# Text section:
::::::::::

L45 — November 2011 — Distracted Driving
Intro: Distracted driving — it claims roughly 55-hundred lives a year and about a half-(m) million injuries. To make the point with the most vulnerable drivers, Mayo Clinic is rolling out a virtual reality check for teenagers. Here's Dennis Douda.
Texting at the wheel of a car. Seventeen-year-old Graham Sparks admits he's guilty, and it's almost cost him, more than once.
I've already had close calls. I'll look down, and I look up, and I'm veering close to the car on the highway, and I'm like whoa!
An estimated 450-thousand people are injured in distracted driving-related crashes each year. Nearly one out of five involves a cellphone. The age group with the highest proportion of distracted drivers is Graham's — teenagers.
Police siren. Uh-oh. That cop came out of nowhere. So you went through that stop sign.
Right, I didn't even see that.
It's as close to real life as you can get without putting someone in harm's way.
Graham is trying out a new driving simulator at Mayo Clinic. Called One Simple Decision by Virtual Driver Interactive, its controls are portable and can be set up anywhere. Thanks to the interactive software … it's meant to be a wake-up call about the possible consequences of texting while driving.
In this one a soccer ball came across the street in a residential neighborhood, and that could easily just happen.
I mean on average, someone who looks down or looks away from their phone while driving looks away for four to five seconds, and in that amount of time at 55 mph, they've traveled the length of a football field.
Todd Emanuel is the injury prevention coordinator for Mayo Clinic's emergency services.
Use of a cellphone, even hands-free, can be similar to being at a blood alcohol concentration of point-oh-eight, it distracts someone that much.
According to the Insurance Institute for Highway Safety, drivers using hand-held devices are four times more likely to get into a crash serious enough to cause injury.
It was realistic too, because I felt the urge to look over there every time I hear that sound, and it's the same when I feel the vibration in my pocket. I always want to grab it.
Hopefully not, after this training session.
For Mayo Clinic, I'm Dennis Douda.
The simulator has been a hit everywhere Mayo has taken it, including high school homecoming events. By the way, the latest tally from the U-S Department of Transportation shows 34 states ban drivers from text messaging. Nine states prohibit any hand-held cellphone use at the wheel.

::::::::::

# Recorded data:
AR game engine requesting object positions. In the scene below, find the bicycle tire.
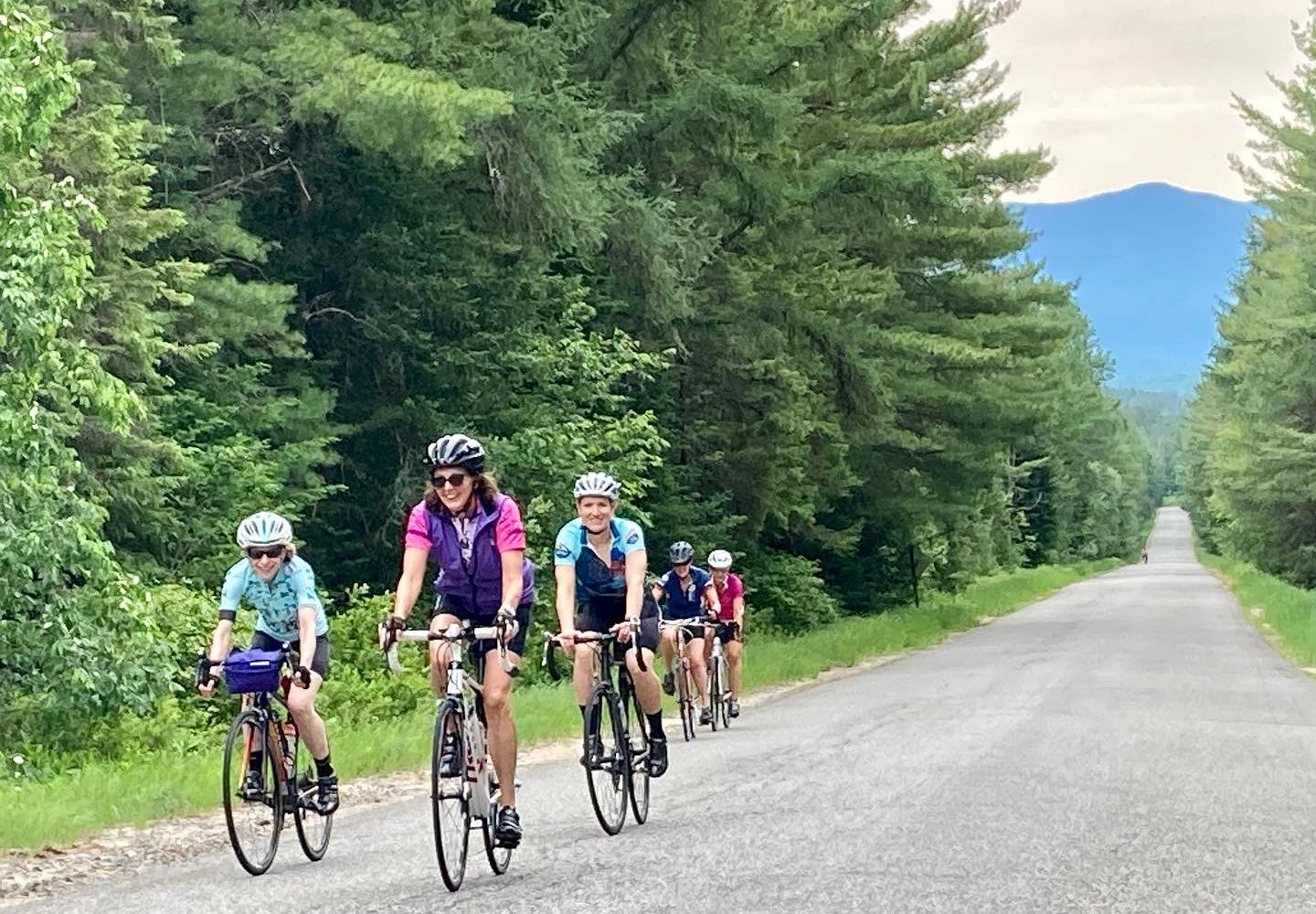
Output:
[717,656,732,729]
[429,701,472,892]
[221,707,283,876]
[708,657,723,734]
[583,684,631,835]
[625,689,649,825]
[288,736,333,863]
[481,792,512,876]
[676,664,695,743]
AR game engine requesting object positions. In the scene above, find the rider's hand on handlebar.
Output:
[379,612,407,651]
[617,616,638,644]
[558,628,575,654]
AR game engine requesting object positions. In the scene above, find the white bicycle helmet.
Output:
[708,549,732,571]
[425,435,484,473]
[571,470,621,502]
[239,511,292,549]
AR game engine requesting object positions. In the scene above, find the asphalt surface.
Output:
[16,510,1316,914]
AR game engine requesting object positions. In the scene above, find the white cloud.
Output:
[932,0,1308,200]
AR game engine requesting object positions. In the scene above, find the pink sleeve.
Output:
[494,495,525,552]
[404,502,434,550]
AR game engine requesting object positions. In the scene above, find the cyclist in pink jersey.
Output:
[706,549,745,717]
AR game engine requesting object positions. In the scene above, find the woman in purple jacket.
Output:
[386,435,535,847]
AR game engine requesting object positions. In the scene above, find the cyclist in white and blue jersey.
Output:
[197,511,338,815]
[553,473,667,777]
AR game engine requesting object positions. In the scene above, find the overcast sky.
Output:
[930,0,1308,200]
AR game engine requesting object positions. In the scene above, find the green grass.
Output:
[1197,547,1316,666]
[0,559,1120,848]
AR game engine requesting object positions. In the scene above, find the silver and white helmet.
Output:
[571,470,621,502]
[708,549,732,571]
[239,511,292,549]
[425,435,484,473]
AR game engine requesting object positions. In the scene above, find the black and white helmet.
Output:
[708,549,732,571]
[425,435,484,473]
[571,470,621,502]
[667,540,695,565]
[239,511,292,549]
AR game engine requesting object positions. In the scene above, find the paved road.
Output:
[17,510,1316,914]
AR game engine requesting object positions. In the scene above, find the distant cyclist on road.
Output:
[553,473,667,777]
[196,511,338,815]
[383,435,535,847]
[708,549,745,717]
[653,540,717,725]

::::::::::

# Prompt:
Reproduce the passage of the distracted driving transcript from "Right, I didn't" to "a football field.", keeping every word and mark unchanged. The data here were drawn from a separate source unrelated to the text.

# Response to this task:
Right, I didn't even see that.
It's as close to real life as you can get without putting someone in harm's way.
Graham is trying out a new driving simulator at Mayo Clinic. Called One Simple Decision by Virtual Driver Interactive, its controls are portable and can be set up anywhere. Thanks to the interactive software … it's meant to be a wake-up call about the possible consequences of texting while driving.
In this one a soccer ball came across the street in a residential neighborhood, and that could easily just happen.
I mean on average, someone who looks down or looks away from their phone while driving looks away for four to five seconds, and in that amount of time at 55 mph, they've traveled the length of a football field.